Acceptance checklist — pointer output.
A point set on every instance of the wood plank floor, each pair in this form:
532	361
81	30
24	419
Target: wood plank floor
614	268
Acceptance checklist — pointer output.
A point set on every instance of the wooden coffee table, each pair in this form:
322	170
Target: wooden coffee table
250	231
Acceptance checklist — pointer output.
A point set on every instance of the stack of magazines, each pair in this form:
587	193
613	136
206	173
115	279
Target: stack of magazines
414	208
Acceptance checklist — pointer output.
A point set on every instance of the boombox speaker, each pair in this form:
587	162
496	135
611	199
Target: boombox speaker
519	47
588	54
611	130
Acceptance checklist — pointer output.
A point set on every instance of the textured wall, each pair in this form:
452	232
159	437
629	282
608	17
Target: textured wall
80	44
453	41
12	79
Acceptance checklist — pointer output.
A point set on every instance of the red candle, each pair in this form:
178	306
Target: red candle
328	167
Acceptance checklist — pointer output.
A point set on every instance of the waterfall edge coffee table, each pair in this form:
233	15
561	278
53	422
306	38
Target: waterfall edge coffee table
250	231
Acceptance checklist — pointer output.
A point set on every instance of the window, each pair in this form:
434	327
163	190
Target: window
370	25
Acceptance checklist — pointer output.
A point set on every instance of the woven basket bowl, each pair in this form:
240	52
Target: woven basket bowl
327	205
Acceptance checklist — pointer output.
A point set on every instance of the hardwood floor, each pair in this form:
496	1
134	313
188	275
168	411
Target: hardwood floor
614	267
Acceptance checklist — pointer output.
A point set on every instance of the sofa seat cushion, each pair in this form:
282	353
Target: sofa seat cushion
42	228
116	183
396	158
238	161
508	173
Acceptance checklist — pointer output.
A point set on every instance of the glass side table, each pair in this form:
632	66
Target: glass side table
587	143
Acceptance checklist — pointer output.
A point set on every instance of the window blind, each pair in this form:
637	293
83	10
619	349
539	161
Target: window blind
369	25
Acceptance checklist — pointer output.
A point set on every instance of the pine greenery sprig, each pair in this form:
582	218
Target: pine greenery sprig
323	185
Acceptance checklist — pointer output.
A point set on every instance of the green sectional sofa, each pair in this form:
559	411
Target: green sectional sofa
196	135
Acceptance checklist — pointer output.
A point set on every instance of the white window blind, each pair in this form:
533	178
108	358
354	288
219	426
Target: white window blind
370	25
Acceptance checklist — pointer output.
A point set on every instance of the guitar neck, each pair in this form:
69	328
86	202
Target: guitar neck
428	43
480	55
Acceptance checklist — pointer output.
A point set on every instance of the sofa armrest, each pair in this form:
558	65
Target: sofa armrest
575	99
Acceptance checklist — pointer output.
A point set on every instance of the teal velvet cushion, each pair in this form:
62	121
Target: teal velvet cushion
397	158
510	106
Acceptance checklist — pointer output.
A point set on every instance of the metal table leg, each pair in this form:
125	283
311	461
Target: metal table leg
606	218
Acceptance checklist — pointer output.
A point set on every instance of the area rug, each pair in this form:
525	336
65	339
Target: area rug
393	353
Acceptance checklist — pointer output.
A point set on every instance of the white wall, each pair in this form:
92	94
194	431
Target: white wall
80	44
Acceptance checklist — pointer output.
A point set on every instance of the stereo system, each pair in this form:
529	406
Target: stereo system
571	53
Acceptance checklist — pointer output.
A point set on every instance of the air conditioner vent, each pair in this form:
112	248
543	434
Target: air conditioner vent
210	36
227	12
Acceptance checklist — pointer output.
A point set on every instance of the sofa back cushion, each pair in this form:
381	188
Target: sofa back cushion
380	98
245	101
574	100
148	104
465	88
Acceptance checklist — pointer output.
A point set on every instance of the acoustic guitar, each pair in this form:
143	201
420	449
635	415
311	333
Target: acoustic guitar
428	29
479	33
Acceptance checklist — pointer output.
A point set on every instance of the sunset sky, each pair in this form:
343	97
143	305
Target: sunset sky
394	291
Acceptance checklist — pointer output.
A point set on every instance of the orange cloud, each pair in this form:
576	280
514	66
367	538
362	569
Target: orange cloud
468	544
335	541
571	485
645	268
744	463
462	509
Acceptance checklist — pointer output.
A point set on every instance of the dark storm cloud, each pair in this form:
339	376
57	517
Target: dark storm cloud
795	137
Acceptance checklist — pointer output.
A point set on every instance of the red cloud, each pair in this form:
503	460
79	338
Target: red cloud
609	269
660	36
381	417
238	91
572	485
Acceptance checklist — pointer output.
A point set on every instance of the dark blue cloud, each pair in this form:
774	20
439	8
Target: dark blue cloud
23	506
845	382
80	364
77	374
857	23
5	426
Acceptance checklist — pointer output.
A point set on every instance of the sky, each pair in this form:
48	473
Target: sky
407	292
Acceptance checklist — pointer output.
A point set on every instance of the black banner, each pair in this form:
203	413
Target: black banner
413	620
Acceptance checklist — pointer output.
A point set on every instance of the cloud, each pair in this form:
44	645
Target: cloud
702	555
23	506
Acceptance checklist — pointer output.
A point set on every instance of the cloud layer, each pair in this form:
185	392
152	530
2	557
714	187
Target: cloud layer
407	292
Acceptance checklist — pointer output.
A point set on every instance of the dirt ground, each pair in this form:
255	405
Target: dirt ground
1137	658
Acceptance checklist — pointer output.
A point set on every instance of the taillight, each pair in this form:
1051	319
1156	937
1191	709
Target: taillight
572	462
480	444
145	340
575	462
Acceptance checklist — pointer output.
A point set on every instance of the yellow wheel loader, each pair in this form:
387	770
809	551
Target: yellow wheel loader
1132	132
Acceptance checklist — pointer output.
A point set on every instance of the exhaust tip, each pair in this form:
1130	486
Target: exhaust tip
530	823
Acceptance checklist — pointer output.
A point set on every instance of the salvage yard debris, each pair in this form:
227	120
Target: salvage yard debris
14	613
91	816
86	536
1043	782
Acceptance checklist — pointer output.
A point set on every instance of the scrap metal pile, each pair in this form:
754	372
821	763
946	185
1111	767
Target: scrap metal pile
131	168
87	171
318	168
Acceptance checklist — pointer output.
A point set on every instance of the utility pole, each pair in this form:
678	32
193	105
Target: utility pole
◆ ◆ ◆
What is asked:
Please count how many lines in the data above contain the string "window", treating uppercase and lowercase as different, and give only that number.

Response:
6